Quote the material exactly from the line that contains "# locate reflection of mountain: put" through its last line. Any pictures are to be left out.
-- start Raw records --
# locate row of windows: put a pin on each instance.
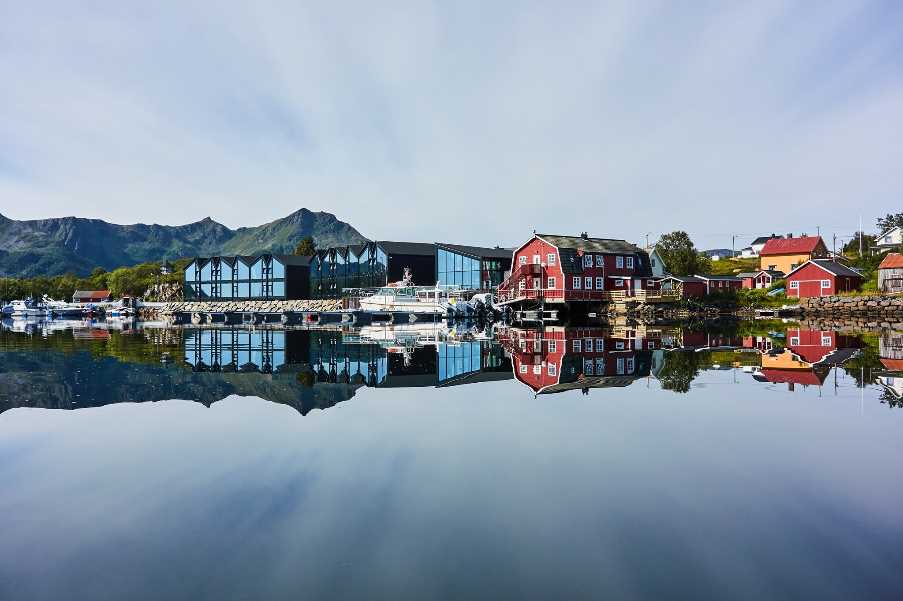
(235, 289)
(825, 284)
(588, 260)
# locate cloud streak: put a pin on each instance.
(460, 122)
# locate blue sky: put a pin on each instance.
(471, 122)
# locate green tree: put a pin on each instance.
(307, 247)
(680, 255)
(888, 221)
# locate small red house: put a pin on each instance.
(761, 279)
(563, 269)
(91, 296)
(822, 277)
(687, 286)
(720, 283)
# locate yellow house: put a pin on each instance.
(786, 254)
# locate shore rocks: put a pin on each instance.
(877, 308)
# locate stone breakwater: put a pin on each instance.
(268, 306)
(876, 308)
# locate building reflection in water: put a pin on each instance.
(404, 358)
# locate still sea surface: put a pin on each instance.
(624, 461)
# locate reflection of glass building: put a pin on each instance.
(243, 278)
(376, 264)
(334, 357)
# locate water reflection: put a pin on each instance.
(90, 364)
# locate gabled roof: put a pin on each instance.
(597, 245)
(892, 261)
(763, 239)
(684, 278)
(831, 266)
(724, 278)
(789, 246)
(896, 227)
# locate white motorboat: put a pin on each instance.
(27, 308)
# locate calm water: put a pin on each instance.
(728, 461)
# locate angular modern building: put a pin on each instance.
(277, 277)
(376, 264)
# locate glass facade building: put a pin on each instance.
(376, 264)
(246, 278)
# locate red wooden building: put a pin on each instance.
(565, 269)
(822, 277)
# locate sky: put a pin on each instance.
(468, 122)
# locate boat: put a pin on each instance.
(62, 309)
(27, 308)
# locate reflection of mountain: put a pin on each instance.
(305, 369)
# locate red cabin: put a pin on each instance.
(822, 277)
(563, 269)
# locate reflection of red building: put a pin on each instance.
(561, 358)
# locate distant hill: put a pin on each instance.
(75, 245)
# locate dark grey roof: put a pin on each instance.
(723, 278)
(834, 267)
(599, 245)
(479, 251)
(683, 278)
(293, 260)
(407, 248)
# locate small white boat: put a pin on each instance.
(27, 308)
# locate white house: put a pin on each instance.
(656, 262)
(892, 238)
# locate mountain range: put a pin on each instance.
(47, 247)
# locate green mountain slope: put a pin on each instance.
(75, 245)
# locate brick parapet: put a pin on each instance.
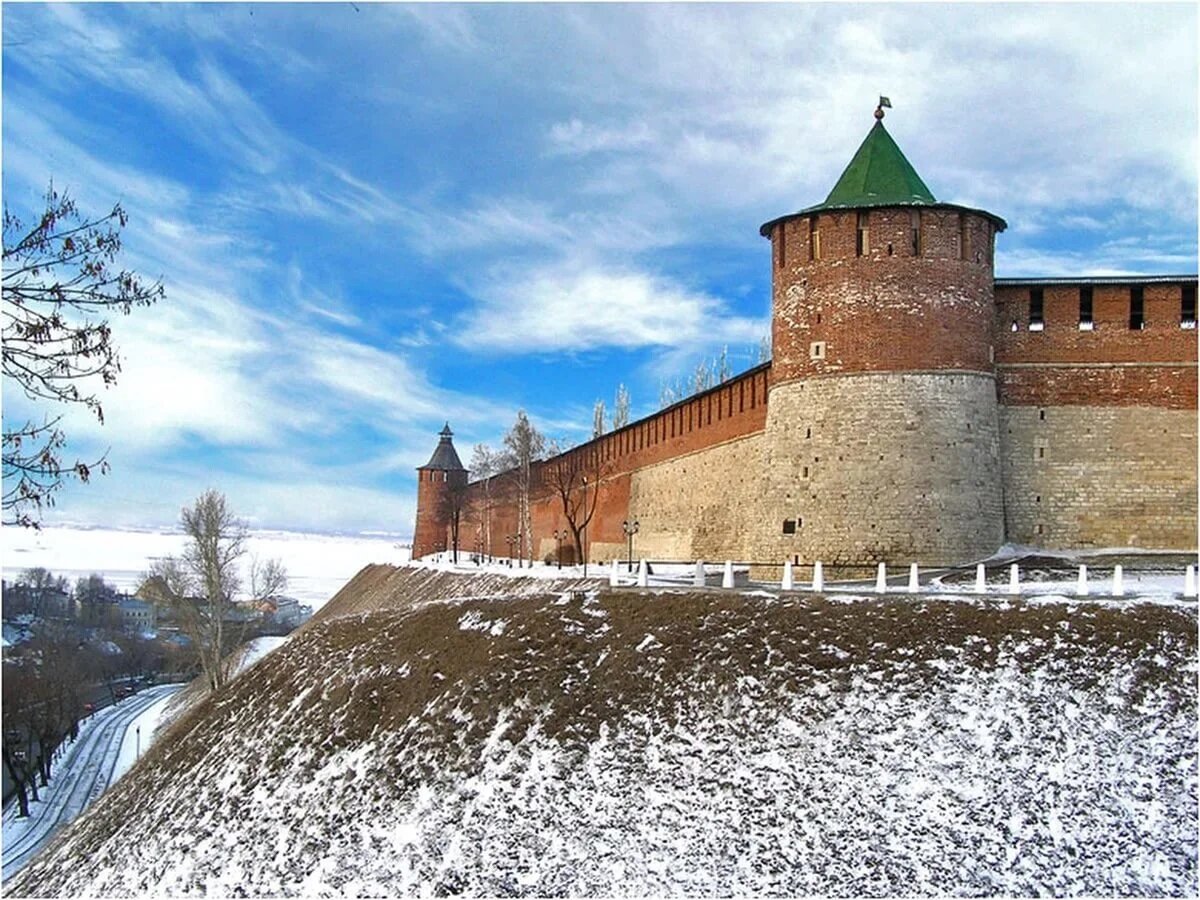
(1104, 364)
(882, 304)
-- end Raw records --
▶ [Solution]
# locate reflection of mountain: put a pin on each instance.
(305, 369)
# locate red cabin: put a pin on each instance.
(822, 277)
(563, 269)
# locate reflection of red building: put a pin on each instance.
(561, 358)
# locate distant hill: put a pin on each instance.
(75, 245)
# locate dark grey roof: put a pin on each instance.
(723, 278)
(834, 267)
(599, 245)
(479, 251)
(683, 278)
(293, 260)
(407, 248)
# locate small white boat: put a pin on each instance.
(27, 308)
# locate white house: put a pin on each instance.
(656, 262)
(892, 238)
# locate mountain range: put a pin on each instance.
(47, 247)
# locate green mountain slope: put a pin on each instance.
(75, 245)
# locate brick parapet: put a pin on each instance.
(1104, 364)
(882, 304)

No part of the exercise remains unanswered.